● **Input data**:

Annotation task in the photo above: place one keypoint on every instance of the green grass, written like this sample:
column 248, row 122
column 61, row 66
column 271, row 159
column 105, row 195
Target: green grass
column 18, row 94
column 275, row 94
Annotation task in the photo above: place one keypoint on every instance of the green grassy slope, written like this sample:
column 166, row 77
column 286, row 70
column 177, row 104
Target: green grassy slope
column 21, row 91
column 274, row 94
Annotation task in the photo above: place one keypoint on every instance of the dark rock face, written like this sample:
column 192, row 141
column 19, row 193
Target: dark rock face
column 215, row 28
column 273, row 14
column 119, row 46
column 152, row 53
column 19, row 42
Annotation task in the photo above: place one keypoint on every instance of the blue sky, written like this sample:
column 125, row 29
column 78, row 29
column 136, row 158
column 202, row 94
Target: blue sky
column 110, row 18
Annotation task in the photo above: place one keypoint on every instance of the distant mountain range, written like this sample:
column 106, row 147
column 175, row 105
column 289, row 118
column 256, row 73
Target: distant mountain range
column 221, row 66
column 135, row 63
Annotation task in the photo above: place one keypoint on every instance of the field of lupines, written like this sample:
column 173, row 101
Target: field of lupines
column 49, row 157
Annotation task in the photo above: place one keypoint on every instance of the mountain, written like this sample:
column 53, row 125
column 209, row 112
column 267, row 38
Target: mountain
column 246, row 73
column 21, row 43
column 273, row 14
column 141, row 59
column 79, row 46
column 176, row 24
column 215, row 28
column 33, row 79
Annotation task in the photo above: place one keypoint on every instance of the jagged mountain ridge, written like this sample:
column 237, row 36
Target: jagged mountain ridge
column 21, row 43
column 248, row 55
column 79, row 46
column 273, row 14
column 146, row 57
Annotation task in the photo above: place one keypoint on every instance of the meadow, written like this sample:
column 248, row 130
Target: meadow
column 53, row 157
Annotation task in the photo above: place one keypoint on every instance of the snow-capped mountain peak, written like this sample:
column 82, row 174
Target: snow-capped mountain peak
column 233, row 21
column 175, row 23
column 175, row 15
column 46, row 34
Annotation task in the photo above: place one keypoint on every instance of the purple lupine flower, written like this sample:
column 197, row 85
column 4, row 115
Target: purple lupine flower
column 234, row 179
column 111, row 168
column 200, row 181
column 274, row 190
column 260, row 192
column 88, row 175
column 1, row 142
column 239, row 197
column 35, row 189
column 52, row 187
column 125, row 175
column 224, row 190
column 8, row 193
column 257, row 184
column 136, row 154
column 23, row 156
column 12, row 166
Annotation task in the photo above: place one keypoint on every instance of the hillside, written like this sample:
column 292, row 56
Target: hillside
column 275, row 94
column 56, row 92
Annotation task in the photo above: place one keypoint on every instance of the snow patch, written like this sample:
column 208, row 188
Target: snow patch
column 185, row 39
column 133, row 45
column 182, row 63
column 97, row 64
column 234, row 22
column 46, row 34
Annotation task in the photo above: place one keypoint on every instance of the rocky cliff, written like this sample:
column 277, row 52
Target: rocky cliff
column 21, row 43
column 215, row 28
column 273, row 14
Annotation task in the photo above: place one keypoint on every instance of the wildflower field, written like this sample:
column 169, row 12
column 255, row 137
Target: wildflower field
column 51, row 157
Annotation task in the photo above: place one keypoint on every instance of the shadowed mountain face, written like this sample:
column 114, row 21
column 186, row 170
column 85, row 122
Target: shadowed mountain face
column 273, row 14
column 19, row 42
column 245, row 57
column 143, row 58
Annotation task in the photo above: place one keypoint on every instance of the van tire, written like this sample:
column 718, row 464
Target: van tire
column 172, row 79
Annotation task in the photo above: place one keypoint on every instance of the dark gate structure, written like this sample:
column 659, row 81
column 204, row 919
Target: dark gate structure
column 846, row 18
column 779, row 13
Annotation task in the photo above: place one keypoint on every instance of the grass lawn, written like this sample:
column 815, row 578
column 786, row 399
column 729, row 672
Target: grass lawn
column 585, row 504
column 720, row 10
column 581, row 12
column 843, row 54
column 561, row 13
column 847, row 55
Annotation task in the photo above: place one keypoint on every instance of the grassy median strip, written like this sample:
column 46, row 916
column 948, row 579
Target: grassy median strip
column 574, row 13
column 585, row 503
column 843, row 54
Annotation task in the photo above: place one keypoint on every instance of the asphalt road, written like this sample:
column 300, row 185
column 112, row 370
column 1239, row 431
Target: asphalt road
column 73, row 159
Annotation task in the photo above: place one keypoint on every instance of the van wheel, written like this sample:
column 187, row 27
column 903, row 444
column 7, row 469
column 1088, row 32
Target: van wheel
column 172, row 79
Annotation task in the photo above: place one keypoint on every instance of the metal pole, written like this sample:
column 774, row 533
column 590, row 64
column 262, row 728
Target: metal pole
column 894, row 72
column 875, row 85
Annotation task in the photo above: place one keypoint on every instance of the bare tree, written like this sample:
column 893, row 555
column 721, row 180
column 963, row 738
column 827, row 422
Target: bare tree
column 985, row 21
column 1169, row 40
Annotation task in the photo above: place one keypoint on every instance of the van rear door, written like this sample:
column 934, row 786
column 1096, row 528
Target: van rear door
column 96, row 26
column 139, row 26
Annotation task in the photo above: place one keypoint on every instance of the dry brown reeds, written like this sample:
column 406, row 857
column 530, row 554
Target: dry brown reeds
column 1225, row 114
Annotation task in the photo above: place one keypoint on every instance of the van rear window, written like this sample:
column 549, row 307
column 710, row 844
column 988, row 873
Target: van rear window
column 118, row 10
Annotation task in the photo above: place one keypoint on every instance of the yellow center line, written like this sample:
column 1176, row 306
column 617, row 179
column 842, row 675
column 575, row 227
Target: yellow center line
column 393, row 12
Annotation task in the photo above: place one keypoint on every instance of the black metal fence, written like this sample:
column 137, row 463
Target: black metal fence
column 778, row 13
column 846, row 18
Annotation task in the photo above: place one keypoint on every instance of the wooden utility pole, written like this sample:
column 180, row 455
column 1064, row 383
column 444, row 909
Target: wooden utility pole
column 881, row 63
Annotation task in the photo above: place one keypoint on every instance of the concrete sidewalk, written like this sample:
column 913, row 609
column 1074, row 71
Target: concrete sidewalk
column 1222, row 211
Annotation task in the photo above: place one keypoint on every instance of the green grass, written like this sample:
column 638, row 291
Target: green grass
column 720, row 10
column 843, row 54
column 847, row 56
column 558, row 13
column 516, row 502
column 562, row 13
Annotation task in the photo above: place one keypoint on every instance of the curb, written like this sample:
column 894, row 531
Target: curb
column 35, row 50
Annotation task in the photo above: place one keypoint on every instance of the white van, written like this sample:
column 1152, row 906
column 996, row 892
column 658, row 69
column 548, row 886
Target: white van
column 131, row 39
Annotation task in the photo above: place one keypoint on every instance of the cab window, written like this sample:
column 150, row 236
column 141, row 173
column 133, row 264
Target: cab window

● **Required task**:
Please reproduce, word for word, everything in the material above from the line containing "the green grassy" down to the line containing "column 135, row 63", including both of those lines.

● **Correct result**:
Annotation task in the photo above: place one keypoint on every instance of the green grassy slope, written like this sample:
column 166, row 77
column 286, row 70
column 177, row 104
Target: green grassy slope
column 21, row 91
column 274, row 94
Annotation task in the photo above: place one keypoint on every instance of the dark rock face, written like this sample:
column 192, row 141
column 19, row 193
Target: dark rock face
column 215, row 28
column 273, row 14
column 119, row 46
column 152, row 53
column 19, row 42
Annotation task in the photo above: place one keypoint on every instance of the blue sky, written like this sample:
column 125, row 29
column 78, row 29
column 136, row 158
column 202, row 94
Target: blue sky
column 110, row 18
Annotation task in the photo above: place one keypoint on every instance of the distant mountain range, written like this sample:
column 106, row 147
column 175, row 105
column 289, row 118
column 256, row 73
Target: distant mountain range
column 221, row 66
column 135, row 63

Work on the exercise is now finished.